- _EXERCISES TO COMPLETE_
A – Using the blog post on Hillary Clinton's campaign, explain in one to three sentences why Obama has pulled ahead of Clinton.
B – Write the next few paragraphs of the blog post on Hillary Clinton's campaign, starting after its final quoted passage.

Thursday, February 14, 2008

A Disorganized Hillary Proves Her Incompetence

Sen. Hillary Clinton was supposed to be the experienced, super-competent candidate, ready for the presidency "on day one," as she proclaimed repeatedly. Sen. Barack Obama was supposed to be the neophyte.

But if these perceptions were accurate, why has Clinton's campaign overspent in some states wildly, missed getting started in others altogether, and fallen into disorganization and financial difficulty, while the Obama campaign has been splendidly organized, had its priorities so straight, raised so much money at little fund raising expense, and sailed on, especially after the tie on Super Tuesday, to assume a delegate lead in the struggle for the Democratic nomination?

Partly, it's because Obama has proved to be a much better speaker and altogether a much more attractive candidate. But partly, also, it's also that Obama has proved extraordinarily competent in setting up and running a campaign, while Clinton has fallen on her face, organizationally.

Now, on the stump, she has suddenly started to pretend she is a populist. Some populist! She has been raising money in this campaign from countless special interests. She has never been a champion of the people.

Also, of course, she has had to contend with a loose cannon for an aging husband who has proved angry and inept while campaigning for her, keeping in everybody's mind the dangers of another Clinton presidency, while Obama's spouse, Michelle, has only enhanced Obama's reputation.

I think we've seen enough to come to the conclusion that a second Clinton presidency would be disastrous, repeating very likely in Hillary Clinton's case the debacle her development of a health care reform plan turned into in the first year of the first Clinton presidency, before Bill Clinton pulled the plug.

When one reads in the Wall Street Journal this morning how various members of the Clinton campaign command have erupted in recent days, screaming accusations at one another as they argued over ads and strategy, it is frightening to imagine this happening in some kind of security crisis in the White House. As everyone lost his or her temper, Mrs. Clinton would undoubtedly tear up, as she did in Portsmouth, N.H., and at Yale University, while husband Bill flew off to Kazakhstan to make a new mining deal with the dictator there.

This morning, we are treated to three fascinating articles, in the Journal, the Guardian in Britain, and the New York Times, of the increasing desperation in the Clinton camp as its campaign struggles to aright itself.

The lead by Michael Tomasky, the incisive analyst for the Guardian, in his article this morning, creates a strong impression.

"Remember the common scene from old spy movies, in which the hero is trapped in a small room or an elevator, and suddenly the walls start closing in on him," Tomasky writes.

"That's where Hillary Clinton is today. She's not yet gasping, as the walls begin to press up against her. But she's noticed that they're moving and she needs to think fast."

Region annotation items:

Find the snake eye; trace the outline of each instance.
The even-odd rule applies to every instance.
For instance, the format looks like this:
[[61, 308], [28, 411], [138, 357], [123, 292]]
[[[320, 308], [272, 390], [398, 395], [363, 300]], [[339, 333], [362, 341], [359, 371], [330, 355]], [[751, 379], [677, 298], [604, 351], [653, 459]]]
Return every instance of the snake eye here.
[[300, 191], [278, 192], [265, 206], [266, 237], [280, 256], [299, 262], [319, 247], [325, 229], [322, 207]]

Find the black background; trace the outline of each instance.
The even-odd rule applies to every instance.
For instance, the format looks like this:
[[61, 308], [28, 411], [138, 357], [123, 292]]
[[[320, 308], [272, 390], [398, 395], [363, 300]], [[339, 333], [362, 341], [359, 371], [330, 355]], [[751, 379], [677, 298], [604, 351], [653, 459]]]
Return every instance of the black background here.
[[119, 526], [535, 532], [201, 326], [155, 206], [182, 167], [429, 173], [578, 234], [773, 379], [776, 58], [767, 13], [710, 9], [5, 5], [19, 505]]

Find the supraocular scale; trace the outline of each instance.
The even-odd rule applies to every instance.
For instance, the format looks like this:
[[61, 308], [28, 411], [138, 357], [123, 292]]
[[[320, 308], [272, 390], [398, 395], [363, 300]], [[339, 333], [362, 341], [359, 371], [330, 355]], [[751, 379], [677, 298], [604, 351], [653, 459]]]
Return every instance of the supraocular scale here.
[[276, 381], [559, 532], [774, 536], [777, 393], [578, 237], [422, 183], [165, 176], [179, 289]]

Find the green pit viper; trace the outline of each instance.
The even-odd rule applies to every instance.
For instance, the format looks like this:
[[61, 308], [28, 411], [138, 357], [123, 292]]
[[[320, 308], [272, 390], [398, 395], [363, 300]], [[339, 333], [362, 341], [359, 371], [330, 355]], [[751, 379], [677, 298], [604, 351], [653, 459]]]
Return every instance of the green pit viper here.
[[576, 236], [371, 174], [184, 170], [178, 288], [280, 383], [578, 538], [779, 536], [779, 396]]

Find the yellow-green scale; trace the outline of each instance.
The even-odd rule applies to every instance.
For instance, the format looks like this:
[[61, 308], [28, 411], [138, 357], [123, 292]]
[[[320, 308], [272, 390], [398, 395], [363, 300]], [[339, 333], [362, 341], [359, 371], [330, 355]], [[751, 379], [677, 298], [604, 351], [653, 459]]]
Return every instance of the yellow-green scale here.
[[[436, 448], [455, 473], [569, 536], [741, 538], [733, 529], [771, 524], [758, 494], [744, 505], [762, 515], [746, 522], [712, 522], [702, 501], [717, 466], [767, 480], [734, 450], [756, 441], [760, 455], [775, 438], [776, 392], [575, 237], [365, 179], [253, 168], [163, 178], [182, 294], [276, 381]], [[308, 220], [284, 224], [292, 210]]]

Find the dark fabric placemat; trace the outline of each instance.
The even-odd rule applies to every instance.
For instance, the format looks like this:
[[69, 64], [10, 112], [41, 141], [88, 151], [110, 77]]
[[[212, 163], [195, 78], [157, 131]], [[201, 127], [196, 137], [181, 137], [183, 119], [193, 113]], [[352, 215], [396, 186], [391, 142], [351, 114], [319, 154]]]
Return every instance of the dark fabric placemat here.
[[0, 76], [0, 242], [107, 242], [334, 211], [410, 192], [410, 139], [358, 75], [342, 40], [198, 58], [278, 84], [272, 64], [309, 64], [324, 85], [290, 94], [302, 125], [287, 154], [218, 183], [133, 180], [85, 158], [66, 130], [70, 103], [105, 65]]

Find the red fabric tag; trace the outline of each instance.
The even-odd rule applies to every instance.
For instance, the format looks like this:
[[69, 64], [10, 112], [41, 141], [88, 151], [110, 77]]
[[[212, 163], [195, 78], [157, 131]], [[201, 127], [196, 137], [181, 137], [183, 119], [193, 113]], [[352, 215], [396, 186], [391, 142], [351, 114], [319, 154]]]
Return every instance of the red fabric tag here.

- _THE RESPONSES_
A – Partly it is because Obama has proved a much better speaker and a more attractive candidate overall. Partly it is also because he has run a remarkably competent campaign organization, while Clinton's has collapsed into disorganization and financial difficulty.

B –
Outlining what has been going wrong in detail, are New York Times reporters Patrick Healy and Katherine Seelye, in an article headlined "Knocked Off Balance, Clinton Campaign Tries to Regain Its Stride."

According to this lengthy article, the Clinton staff and particularly its departed manager, Patti Solis Doyle, were extremely slow to get organized or failed entirely to organize, in a number of the states whose caucuses and primaries were either on or followed Super Tuesday. The staff, like Hillary herself, may have assumed they would have crushed Obama by Super Tuesday, Feb. 5, or at least squashed him in New York, New Jersey and California that day, and not need to worry about other states.

The result has been a string of defeats in Midwestern and Western states on Super Tuesday, and in contests that followed it, which have turned the campaign on its ear, and given Obama unexpected momentum.

In Idaho, Healy and Seelye report, Obama began getting organized a year before the Feb. 5 caucuses. By the time the caucuses took place, he had five offices in the state and 20 paid staff members. Obama himself campaigned in Boise, drawing 14,000 cheering people to the biggest arena in the state.

By contrast, Clinton did virtually nothing, except send her supporter, Maria Cantwell, the U.S. senator from neighboring Washington state, into Idaho at the last minute. The result should have easily been foreseen: Obama won the caucuses by 62 points and took the preponderant number of the state's delegates.

Healy and Seelye give a number of other examples -- superior Obama organization in Minnesota, Utah, North Dakota, Washington and Maine, which brought smashing victories in all those states.

In part, it may have been because the Clinton campaign squandered its early fund raising edge over Obama, spending too much on fund raising events and pouring money and staff into Iowa when it belatedly began to appreciate that Obama was taking the lead there, and then, falling into fund raising problems, not having enough for other states, even if it had begun to perceive they might be important in a protracted race for the nomination.

Even now, it's reported this morning, the Clinton campaign, while calling for volunteers to come from California and other states into Texas, to campaign for her there in the March 4 primary, isn't willing, or perhaps able, to pay travel expenses for the volunteers. And it has turned down the plea of its supporter, Gov. Edward Rendell of Pennsylvania, for a mailing preceding that state's April 22 primary.

Well, both the New York Times and the Wall Street Journal, go into this ad infinitum.

But the question that cannot be ignored is: Do we want such organizational screw ups as Hillary Clinton and her staff to take over the White House at a time when terrorists threaten, when economic problems mount, and her husband's corruption continues?

Pardon me for waking up before the cows come home, but I think not.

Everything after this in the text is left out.